ФРАГМЕНТ ТЕКСТА —

Об уме. Рассуждение 4. О различных наименованиях ума. Глава IV. Об уме тонком и об уме сильном

 

В физическом мире тонким называют то, что можно усмотреть с некоторым трудом. В духовном мире, т. е. в области идей и чувств, тонким тоже называют то, что замечают только при некотором усилии ума и некотором внимании.

Скупой Мольера подозревает своего слугу в том, что он его обокрал; он обыскивает его и, не найдя ничего в его карманах, говорит: «Отдай мне без обыска то, что украл у меня». Эти слова Гарпагона тонки; они в характере скупца, но было трудно открыть их в нем.

В опере «Исида» нимфа Ио, желая успокоить жалобы Иеракса, говорит ему: «Разве я отношусь к твоим соперникам лучше, чем к тебе?» Иеракс отвечает ей:

Cтpaнности моих соперников не равняется моей скорби,

Сладостная иллюзия тщетной надежды

Не свергает их с вершины счастья.

Ни один из них не потерял, как я, твоего сердца.

К твоему суровому нраву, как они, Я не привык.

Какое мученье перестать нравиться,

Когда однажды вкусил наслаждение быть любимым.

Такое чувство естественно, но оно тонко, оно скрыто в сердце несчастного любовника. И нужны были глаза Кино, чтобы открыть его там.

От тонких чувств перейдем к тонким идеям. Под тонкой идеей подразумевается следствие, тонко выведенное из какой-либо общей идеи. Я говорю следствие потому, что,.как только идея становится обильной истинами, она перестает называться тонкой идеей и получает название принципа, или общей идеи. Обыкновенно говорят принципы, а не тонкие идеи Аристотеля, Локка, Декарта и Ньютона. Конечно, чтобы переходить от наблюдений к наблюдениям и подняться до общих идей, этим философам нужно было обладать большой тонкостью ума, т, е. большим вниманием. Внимание (да позволено мне будет сделать мимоходом это замечание) является микроскопом, который, увеличивая предметы, но не искажая их, заставляет нас замечать в них множество сходств и различий, невидимых для невнимательного взора. Ум в любой области есть, собственно говоря, лишь следствие

внимания.

ЦЕЛЬ A —
Пожалуйста, перепишите в виде таблицы Markdown записи от строки, содержащей «Target: round glass bowl vase», до конца записей включительно, без пустых строк. Назовите столбцы «Номер» и «Строка».

ДАННЫЕ —
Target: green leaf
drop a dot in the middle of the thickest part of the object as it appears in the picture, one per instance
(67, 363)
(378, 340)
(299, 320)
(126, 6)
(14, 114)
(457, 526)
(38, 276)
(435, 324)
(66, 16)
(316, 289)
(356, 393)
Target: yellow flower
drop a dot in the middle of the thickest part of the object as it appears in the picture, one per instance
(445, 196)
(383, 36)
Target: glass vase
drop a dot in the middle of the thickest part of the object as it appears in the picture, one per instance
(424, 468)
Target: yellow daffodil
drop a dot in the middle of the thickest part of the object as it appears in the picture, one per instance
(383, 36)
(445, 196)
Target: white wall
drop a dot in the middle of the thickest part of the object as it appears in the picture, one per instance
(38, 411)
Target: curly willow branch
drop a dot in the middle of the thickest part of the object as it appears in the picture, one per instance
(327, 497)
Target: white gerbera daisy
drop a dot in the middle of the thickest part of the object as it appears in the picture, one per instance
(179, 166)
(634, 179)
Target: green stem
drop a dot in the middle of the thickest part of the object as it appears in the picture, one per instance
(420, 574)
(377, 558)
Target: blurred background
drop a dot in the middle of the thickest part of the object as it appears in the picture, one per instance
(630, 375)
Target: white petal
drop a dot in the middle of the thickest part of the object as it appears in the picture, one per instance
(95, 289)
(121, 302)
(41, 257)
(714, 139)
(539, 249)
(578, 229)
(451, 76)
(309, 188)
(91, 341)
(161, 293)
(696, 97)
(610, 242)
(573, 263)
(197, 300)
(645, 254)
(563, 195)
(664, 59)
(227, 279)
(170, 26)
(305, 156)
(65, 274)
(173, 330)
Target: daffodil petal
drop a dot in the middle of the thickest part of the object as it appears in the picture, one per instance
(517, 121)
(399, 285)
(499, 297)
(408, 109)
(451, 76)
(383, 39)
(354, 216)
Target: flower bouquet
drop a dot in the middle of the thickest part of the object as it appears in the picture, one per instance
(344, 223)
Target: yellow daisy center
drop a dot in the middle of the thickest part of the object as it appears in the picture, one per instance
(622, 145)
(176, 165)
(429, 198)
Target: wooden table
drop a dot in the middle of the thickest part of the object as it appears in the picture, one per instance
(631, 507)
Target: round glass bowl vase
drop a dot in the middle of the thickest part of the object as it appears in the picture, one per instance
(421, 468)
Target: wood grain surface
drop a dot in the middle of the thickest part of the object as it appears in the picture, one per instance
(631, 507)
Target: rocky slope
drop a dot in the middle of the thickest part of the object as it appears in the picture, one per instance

ЦЕЛЬ B —
Скопируйте из отрывка об уме участок от слов «Какое мученье перестать» до слов «открыть его там.» включительно.

ОТВЕТ A —
| Номер | Строка |
|---|---|
| 1 | Target: round glass bowl vase |
| 2 | drop a dot in the middle of the thickest part of the object as it appears in the picture, one per instance |
| 3 | (421, 468) |
| 4 | Target: wood grain surface |
| 5 | drop a dot in the middle of the thickest part of the object as it appears in the picture, one per instance |
| 6 | (631, 507) |
| 7 | Target: rocky slope |
| 8 | drop a dot in the middle of the thickest part of the object as it appears in the picture, one per instance |

ОТВЕТ B —
Какое мученье перестать нравиться,

Когда однажды вкусил наслаждение быть любимым.

Такое чувство естественно, но оно тонко, оно скрыто в сердце несчастного любовника. И нужны были глаза Кино, чтобы открыть его там.